## WHAT TO WORK ON
The material below must be restated exactly, line by line.

Start of DATA SHOWN

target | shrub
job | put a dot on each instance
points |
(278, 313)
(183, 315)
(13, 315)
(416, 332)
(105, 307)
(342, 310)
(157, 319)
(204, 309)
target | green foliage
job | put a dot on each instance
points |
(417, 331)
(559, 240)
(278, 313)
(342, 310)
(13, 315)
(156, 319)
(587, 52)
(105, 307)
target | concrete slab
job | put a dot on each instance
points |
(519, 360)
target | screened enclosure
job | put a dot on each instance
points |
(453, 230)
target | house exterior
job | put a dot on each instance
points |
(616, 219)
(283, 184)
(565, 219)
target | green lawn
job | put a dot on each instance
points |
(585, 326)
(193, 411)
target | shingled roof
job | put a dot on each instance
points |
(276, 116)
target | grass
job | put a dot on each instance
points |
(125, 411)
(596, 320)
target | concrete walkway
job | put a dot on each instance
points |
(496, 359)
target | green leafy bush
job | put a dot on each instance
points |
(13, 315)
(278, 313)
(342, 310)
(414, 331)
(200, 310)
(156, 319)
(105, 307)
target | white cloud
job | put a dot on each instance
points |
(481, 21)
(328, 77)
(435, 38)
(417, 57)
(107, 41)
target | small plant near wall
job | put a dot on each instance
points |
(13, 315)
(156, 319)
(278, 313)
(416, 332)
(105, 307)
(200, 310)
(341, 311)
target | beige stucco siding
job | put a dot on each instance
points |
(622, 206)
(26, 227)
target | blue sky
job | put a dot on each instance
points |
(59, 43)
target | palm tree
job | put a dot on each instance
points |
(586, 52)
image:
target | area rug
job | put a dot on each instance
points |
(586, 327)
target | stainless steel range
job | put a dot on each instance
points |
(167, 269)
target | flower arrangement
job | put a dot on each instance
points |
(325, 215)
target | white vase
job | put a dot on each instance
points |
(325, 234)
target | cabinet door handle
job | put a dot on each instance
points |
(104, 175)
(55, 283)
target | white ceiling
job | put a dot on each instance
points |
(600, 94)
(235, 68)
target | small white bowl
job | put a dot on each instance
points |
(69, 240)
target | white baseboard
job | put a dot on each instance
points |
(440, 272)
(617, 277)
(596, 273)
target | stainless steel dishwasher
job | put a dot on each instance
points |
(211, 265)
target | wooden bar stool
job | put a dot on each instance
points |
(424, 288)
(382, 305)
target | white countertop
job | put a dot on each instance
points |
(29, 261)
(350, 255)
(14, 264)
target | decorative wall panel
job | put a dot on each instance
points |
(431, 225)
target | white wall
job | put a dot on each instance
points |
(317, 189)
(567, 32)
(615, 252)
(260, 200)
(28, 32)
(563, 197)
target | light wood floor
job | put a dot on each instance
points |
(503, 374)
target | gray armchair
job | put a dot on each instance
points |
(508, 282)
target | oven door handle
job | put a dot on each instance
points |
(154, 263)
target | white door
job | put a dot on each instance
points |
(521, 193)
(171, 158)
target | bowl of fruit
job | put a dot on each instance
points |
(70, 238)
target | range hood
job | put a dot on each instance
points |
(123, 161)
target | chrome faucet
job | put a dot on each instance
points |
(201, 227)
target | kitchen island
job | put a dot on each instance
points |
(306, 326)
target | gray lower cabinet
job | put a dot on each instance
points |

End of DATA SHOWN

## EXERCISE SOLUTION
target | shrub
job | put a dot on each instance
points |
(278, 313)
(183, 315)
(13, 315)
(416, 332)
(105, 307)
(342, 310)
(157, 319)
(204, 309)
target | green foliage
job | put a dot on each instance
points |
(417, 331)
(559, 240)
(278, 313)
(342, 310)
(13, 315)
(156, 319)
(587, 52)
(105, 307)
target | concrete slab
job | put a dot on each instance
points |
(519, 360)
target | screened enclosure
job | put a dot on each instance
points |
(453, 230)
target | house exterior
job | put a dot on each instance
points |
(616, 219)
(283, 184)
(565, 219)
target | green lawn
job | put a dot on each instance
points |
(585, 326)
(193, 411)
target | shingled roof
job | put a dot on each instance
points |
(276, 116)
target | grass
job | put a dot on each instance
points |
(125, 411)
(596, 320)
target | concrete walkway
job | put a dot on each instance
points |
(496, 359)
target | green leafy bush
job | put a dot on each instance
points |
(13, 315)
(278, 313)
(342, 310)
(414, 331)
(200, 310)
(156, 319)
(105, 307)
target | white cloud
job | put a dot on each instance
points |
(481, 21)
(328, 77)
(435, 38)
(417, 57)
(107, 41)
target | small plant near wall
job | put a dot on each instance
points |
(13, 315)
(156, 319)
(278, 313)
(416, 332)
(105, 307)
(200, 310)
(341, 311)
target | beige stucco siding
job | put a dot on each instance
points |
(622, 206)
(26, 227)
target | blue sky
job | put a dot on each instance
points |
(59, 43)
target | palm tree
job | put a dot on each instance
points |
(586, 52)
image:
target | area rug
job | put a dot on each instance
points |
(586, 327)
target | stainless steel range
job | put a dot on each instance
points |
(167, 269)
target | flower arrangement
job | put a dot on each instance
points |
(325, 215)
target | white vase
job | put a dot on each instance
points |
(325, 234)
target | cabinet door handle
job | put a dot on each instance
points |
(104, 175)
(55, 283)
target | white ceiling
job | put a dot on each instance
points |
(600, 94)
(235, 68)
target | small white bowl
job | put a dot on each instance
points |
(69, 240)
target | white baseboard
job | put a dot on each instance
points |
(440, 272)
(617, 277)
(596, 273)
target | stainless steel dishwasher
job | put a dot on each instance
points |
(211, 265)
target | wooden bar stool
job | put a dot on each instance
points |
(424, 288)
(382, 305)
target | white countertop
job | put a dot on each instance
points |
(29, 261)
(350, 255)
(14, 264)
target | decorative wall panel
job | put a dot on each instance
points |
(431, 225)
target | white wall
job | put a dot on each instance
points |
(317, 189)
(567, 32)
(615, 252)
(260, 200)
(28, 32)
(563, 197)
target | light wood floor
job | put a dot on each instance
points |
(503, 374)
target | gray armchair
job | put a dot on each instance
points |
(508, 282)
target | oven door handle
job | put a dot on each instance
points |
(154, 263)
target | white door
job | put a dot on each instance
points |
(521, 193)
(171, 158)
target | bowl of fruit
job | put a dot on each instance
points |
(70, 238)
target | range hood
job | put a dot on each instance
points |
(123, 161)
target | chrome faucet
job | put a dot on each instance
points |
(201, 227)
target | kitchen island
job | put a dot on each instance
points |
(306, 326)
target | gray lower cabinet
job | put a dot on each instance
points |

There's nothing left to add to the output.